> Objective 1:
Switch "ceiling" to "cap" and write out the stock appreciation rights provision starting at "However, notwithstanding the" and ending at "Right is granted.".
--- START OF Source document ---
7. STOCK APPRECIATION RIGHTS
 
    7.1  GRANTS.  The Committee may grant to any eligible employee either
Non-Tandem Stock Appreciation Rights or Tandem Stock Appreciation Rights. Stock
Appreciation Rights shall be subject to such terms and conditions as the
Committee shall impose. The grant of the Stock Appreciation Right may provide
that the holder may be paid for the value of the Stock Appreciation Right either
in cash or in Shares, or a combination thereof, at the discretion of the
Committee. In the event of the exercise of a Stock Appreciation Right payable in
Shares, the holder of the Stock Appreciation Right shall receive that number of
whole Shares of stock of the Company having an aggregate Fair Market Value on
the date of exercise equal to the value obtained by multiplying (i) either (a)
in the case of a Tandem Stock Appreciation Right, the difference between the
Fair Market Value of a Share on the date of exercise over the per share exercise
price of the related option, or (b) in the case of a Non-Tandem Stock
Appreciation Right the difference between the Fair Market Value of a Share on
the date of exercise over the Fair Market Value on the date of the grant by (ii)
the number of Shares as to which the Stock Appreciation Right is exercised.
However, notwithstanding the foregoing, the Committee, in its sole discretion,
may
 
                                      A-7
<PAGE>
place a ceiling on the amount payable upon exercise of a Stock Appreciation
Right but any such limitation shall be specified at the time that the Stock
Appreciation Right is granted.
--- END OF Source document ---
> Objective 2:
Reproduce the entries word for word, starting at the line that contains "point_to marks one point per instance of the metal" and ending at the final line of the entries.
--- START OF Material provided ---
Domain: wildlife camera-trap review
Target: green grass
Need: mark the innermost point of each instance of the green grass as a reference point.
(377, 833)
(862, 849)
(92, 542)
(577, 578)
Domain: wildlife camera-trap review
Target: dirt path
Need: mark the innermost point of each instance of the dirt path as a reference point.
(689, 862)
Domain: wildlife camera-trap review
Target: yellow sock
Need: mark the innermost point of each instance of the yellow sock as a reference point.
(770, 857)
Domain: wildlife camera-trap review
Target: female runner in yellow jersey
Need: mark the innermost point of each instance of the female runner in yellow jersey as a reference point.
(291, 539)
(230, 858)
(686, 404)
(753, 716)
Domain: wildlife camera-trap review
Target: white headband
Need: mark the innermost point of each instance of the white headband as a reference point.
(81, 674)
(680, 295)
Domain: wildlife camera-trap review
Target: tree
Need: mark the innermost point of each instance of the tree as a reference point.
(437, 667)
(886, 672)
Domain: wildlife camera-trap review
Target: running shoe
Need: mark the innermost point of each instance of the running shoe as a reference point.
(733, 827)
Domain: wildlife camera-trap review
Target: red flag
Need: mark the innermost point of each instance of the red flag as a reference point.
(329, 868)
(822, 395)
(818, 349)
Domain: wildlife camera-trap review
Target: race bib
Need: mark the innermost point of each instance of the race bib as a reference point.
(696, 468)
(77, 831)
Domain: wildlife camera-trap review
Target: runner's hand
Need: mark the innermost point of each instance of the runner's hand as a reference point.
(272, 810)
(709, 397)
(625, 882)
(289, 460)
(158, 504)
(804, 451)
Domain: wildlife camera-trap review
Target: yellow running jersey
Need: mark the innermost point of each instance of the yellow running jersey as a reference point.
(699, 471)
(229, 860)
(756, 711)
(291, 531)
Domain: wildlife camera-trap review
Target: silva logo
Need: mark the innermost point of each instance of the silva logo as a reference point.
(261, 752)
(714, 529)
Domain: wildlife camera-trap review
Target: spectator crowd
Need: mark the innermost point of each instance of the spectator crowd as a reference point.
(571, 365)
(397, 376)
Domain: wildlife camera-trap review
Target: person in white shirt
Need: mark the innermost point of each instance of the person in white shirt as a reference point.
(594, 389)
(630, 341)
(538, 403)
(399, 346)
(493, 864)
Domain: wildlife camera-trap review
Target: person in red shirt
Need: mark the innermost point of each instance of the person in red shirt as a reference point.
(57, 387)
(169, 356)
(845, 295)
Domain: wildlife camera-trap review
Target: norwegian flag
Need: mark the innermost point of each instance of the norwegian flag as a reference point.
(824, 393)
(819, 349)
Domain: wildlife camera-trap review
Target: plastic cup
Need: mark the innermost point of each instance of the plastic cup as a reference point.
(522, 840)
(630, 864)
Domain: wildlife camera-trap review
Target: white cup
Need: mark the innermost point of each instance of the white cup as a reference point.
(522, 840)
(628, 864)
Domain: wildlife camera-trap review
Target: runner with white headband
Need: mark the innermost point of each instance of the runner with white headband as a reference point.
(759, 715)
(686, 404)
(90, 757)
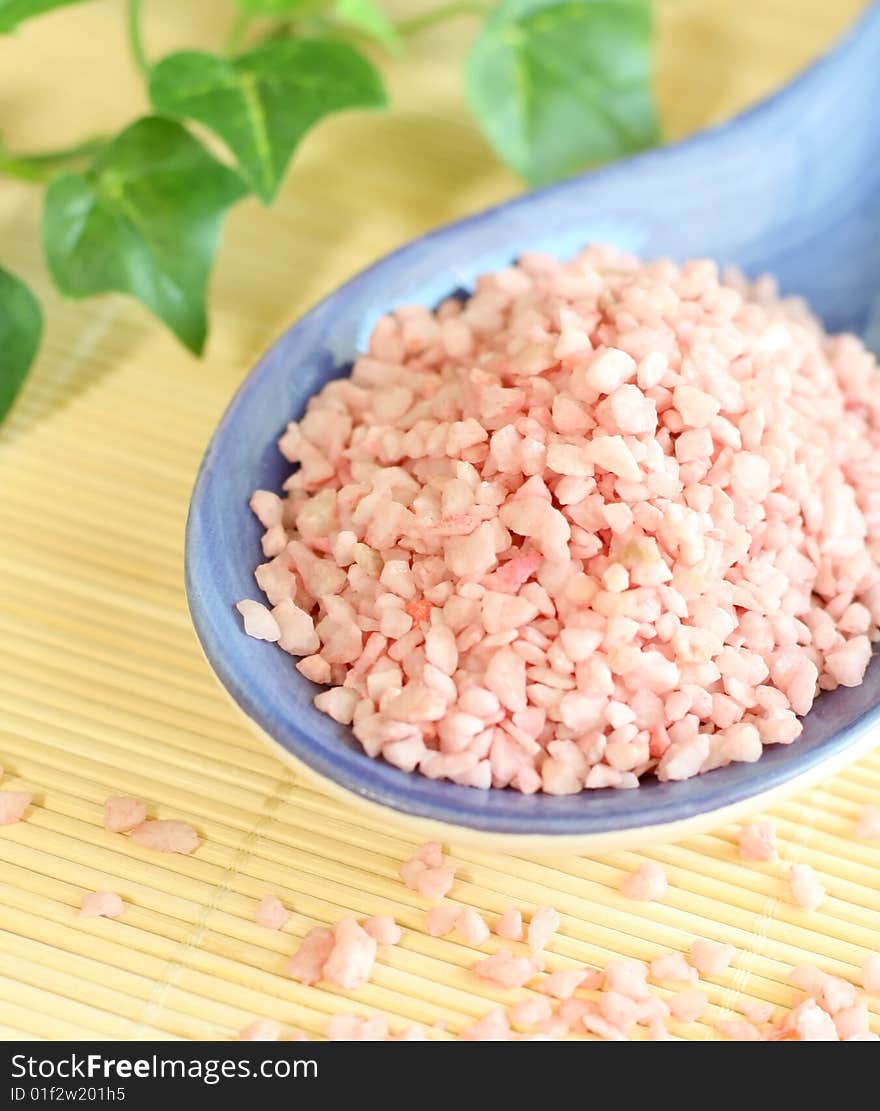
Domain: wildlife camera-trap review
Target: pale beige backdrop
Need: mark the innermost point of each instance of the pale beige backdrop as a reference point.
(102, 689)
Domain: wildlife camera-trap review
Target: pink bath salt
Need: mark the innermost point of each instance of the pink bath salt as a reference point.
(471, 927)
(493, 1027)
(506, 970)
(868, 826)
(382, 929)
(357, 1028)
(531, 1011)
(710, 958)
(101, 904)
(672, 968)
(307, 964)
(627, 978)
(510, 924)
(543, 924)
(648, 883)
(811, 1023)
(806, 888)
(441, 920)
(260, 1030)
(757, 841)
(166, 836)
(122, 813)
(688, 1006)
(350, 962)
(270, 912)
(562, 983)
(258, 620)
(12, 806)
(738, 1030)
(757, 1013)
(871, 973)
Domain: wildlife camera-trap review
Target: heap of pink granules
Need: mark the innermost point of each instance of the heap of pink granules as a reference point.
(603, 518)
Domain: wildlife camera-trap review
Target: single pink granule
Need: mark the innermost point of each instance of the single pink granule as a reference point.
(382, 929)
(757, 841)
(350, 962)
(101, 904)
(868, 826)
(166, 836)
(871, 974)
(688, 1006)
(260, 1030)
(510, 924)
(12, 806)
(647, 883)
(270, 912)
(506, 970)
(710, 958)
(122, 813)
(603, 519)
(806, 887)
(543, 924)
(307, 964)
(672, 968)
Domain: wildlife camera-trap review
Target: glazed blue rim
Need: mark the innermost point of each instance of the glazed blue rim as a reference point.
(251, 671)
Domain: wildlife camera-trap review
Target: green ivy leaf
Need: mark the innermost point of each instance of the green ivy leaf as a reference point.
(369, 20)
(145, 219)
(262, 102)
(13, 12)
(559, 84)
(20, 330)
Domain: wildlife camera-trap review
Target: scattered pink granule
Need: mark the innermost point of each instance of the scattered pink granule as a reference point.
(101, 904)
(261, 1030)
(871, 974)
(868, 826)
(757, 841)
(350, 962)
(543, 924)
(806, 888)
(562, 983)
(688, 1006)
(356, 1028)
(510, 924)
(427, 873)
(12, 806)
(270, 912)
(710, 958)
(166, 836)
(308, 962)
(647, 883)
(471, 927)
(603, 519)
(382, 929)
(672, 968)
(506, 970)
(441, 920)
(122, 813)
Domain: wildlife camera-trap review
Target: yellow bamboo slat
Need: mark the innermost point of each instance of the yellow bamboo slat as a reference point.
(102, 689)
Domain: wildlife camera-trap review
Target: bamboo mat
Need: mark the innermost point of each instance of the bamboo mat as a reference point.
(102, 689)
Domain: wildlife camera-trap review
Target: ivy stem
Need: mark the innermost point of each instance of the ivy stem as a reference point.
(135, 38)
(440, 14)
(41, 167)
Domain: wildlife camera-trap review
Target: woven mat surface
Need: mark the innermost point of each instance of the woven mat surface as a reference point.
(102, 689)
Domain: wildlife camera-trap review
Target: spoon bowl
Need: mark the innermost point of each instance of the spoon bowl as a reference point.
(790, 188)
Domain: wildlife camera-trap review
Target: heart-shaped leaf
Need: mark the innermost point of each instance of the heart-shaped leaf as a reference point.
(559, 84)
(20, 330)
(262, 102)
(13, 12)
(145, 219)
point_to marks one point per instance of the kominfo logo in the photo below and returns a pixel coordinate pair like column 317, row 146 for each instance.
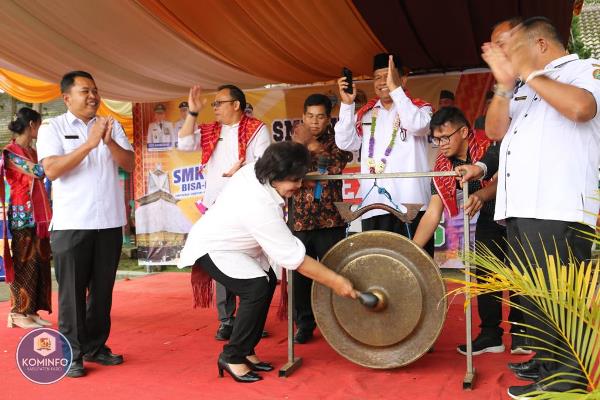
column 44, row 356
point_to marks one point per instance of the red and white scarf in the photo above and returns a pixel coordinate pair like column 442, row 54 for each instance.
column 371, row 103
column 210, row 133
column 446, row 185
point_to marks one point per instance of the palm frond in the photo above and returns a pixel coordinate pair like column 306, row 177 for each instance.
column 567, row 298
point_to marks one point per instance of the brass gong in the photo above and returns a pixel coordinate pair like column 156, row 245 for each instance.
column 412, row 306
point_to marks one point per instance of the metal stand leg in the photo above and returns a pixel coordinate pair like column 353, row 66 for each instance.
column 469, row 379
column 293, row 363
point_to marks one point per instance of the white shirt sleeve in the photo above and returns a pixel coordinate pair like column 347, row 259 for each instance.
column 346, row 136
column 275, row 238
column 187, row 143
column 413, row 118
column 585, row 79
column 258, row 145
column 119, row 136
column 48, row 142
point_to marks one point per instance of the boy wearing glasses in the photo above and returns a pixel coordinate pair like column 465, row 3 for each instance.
column 459, row 146
column 229, row 142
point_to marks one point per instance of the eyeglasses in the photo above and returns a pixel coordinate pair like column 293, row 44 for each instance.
column 217, row 103
column 444, row 139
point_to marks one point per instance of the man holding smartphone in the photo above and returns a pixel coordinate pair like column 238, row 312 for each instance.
column 391, row 131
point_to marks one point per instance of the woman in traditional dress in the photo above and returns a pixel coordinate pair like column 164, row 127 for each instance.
column 29, row 214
--- END OF Material provided ---
> Written answer 1:
However, notwithstanding the foregoing, the Committee, in its sole discretion,
may
 
                                      A-7
<PAGE>
place a cap on the amount payable upon exercise of a Stock Appreciation
Right but any such limitation shall be specified at the time that the Stock
Appreciation Right is granted.

> Written answer 2:
point_to marks one point per instance of the metal stand leg in the photo above and returns a pixel coordinate pair like column 353, row 66 for each instance.
column 469, row 379
column 293, row 363
point_to marks one point per instance of the white shirt sleeve in the photo above and returns a pixel coordinate pair like column 347, row 259 for each instance.
column 346, row 136
column 275, row 238
column 187, row 143
column 413, row 118
column 585, row 79
column 258, row 145
column 119, row 136
column 48, row 142
point_to marks one point per instance of the boy wearing glasses in the photo above and returns a pixel coordinate pair like column 465, row 3 for each instance.
column 459, row 146
column 229, row 142
point_to marks one point per instance of the eyeglasses in the photo above and returns a pixel coordinate pair like column 293, row 44 for each instance.
column 217, row 103
column 444, row 139
point_to marks one point per instance of the man holding smartphone in the photo above and returns a pixel coordinate pair like column 238, row 312 for each instance.
column 391, row 131
point_to marks one point per instance of the woman in traditional dress in the photo above and returns a pixel coordinate pair like column 164, row 127 for each instance.
column 29, row 214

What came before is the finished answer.